Please quote only the lines that start at the one with "point: reflection of" and go on to the last line of the data, both ends kept.

-- begin --

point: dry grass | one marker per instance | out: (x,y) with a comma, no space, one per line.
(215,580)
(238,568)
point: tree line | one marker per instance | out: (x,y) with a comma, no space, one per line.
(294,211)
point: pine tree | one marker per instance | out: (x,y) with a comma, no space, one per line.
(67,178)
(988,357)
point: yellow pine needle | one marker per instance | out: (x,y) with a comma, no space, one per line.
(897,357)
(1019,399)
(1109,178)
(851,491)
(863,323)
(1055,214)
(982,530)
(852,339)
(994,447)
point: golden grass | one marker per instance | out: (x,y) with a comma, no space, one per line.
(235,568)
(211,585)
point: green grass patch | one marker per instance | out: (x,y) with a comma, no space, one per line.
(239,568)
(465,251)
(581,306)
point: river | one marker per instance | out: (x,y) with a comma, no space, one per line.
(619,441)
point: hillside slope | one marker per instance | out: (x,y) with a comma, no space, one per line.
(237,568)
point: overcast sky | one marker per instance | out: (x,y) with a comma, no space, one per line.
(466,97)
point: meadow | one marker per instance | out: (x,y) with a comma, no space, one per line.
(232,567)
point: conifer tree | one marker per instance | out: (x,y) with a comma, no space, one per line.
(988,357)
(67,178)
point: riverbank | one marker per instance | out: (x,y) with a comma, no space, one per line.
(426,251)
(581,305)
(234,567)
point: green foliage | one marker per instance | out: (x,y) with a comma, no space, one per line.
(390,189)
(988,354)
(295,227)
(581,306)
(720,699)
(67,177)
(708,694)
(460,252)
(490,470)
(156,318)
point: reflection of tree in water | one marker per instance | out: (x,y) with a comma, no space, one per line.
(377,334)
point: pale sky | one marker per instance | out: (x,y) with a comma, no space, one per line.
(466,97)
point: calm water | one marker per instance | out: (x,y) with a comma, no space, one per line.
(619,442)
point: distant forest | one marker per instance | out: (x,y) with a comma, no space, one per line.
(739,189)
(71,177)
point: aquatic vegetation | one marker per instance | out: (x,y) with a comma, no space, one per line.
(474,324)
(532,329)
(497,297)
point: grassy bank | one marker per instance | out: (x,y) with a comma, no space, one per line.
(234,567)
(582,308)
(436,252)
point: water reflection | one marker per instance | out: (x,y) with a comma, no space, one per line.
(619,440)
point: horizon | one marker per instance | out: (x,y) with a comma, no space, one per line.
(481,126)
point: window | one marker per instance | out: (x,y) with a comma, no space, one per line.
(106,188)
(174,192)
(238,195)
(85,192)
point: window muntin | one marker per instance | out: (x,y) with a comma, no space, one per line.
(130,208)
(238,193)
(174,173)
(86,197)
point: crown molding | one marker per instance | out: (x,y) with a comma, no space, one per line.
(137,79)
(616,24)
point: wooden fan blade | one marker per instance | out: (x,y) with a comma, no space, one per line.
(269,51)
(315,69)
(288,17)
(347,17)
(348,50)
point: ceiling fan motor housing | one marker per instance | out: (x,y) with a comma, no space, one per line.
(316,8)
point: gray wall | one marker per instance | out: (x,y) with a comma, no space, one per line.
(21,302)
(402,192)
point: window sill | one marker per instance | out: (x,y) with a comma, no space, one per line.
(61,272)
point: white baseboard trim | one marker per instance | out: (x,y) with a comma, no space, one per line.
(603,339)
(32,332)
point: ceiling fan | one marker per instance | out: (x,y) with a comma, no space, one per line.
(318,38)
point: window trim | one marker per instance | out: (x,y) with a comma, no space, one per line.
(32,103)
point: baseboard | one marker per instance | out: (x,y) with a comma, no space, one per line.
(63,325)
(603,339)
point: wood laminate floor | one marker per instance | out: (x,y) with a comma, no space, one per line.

-- end --

Correct result:
point: reflection of tree in water | one marker per instance | out: (x,y) with a comma, no space, one per line.
(377,334)
point: pale sky | one marker per instance | out: (x,y) with a comma, no space, one per line.
(466,97)
point: calm water | one marker per instance | out: (x,y) with a comma, no space, one per line.
(619,442)
point: distant forest | one marker per instance | out: (x,y) with a comma, no space, one per line.
(739,189)
(71,177)
point: aquatic vegetation | one marker per instance | out: (x,y) with a comma, no space, one per line.
(474,324)
(532,329)
(497,297)
point: grassy bank | one marker per instance | out: (x,y) with a comma, no space, one per line.
(234,567)
(582,308)
(436,252)
point: water reflection | one marker per instance | out: (x,y) with a comma, no space, one per line.
(619,440)
point: horizon | one marker per instance | out: (x,y) with a comma, no space, one per line.
(481,126)
point: window | one marker per instance | out: (x,y) with a comma, no space, one per line.
(106,188)
(174,192)
(238,195)
(85,192)
point: window muntin | one marker per instance | out: (x,y) with a comma, no space, one per line.
(130,208)
(238,193)
(174,173)
(86,197)
point: crown molding | one marker per instance | out: (x,y) with a comma, no space, one per line.
(137,79)
(616,24)
point: wooden fan blade | one marker per instance | out: (x,y) with a comma, no space, one per line.
(269,51)
(315,69)
(288,17)
(347,17)
(348,50)
point: ceiling fan motor housing | one marker per instance | out: (x,y) with a comma, no space, one per line.
(316,8)
point: gray wall | one marker per instance | out: (x,y) with a comma, no space, one per line.
(21,302)
(402,192)
point: window sill | one marker per instance | out: (x,y) with a comma, no space, one per line.
(61,272)
point: white baseboard trim | one marker per instance | out: (x,y) with a comma, no space, one per line.
(603,339)
(32,332)
point: ceiling fan | one marker per instance | out: (x,y) with a comma, no space, one per line.
(318,38)
point: window trim | one marker per instance | out: (x,y) with a comma, no space, one per line.
(32,103)
point: baseboard | one marker per instance | out: (x,y) with a comma, no space, one per line.
(63,325)
(603,339)
point: wood laminate floor | one marker per instance | out: (x,y) with a comma, no space, one per line.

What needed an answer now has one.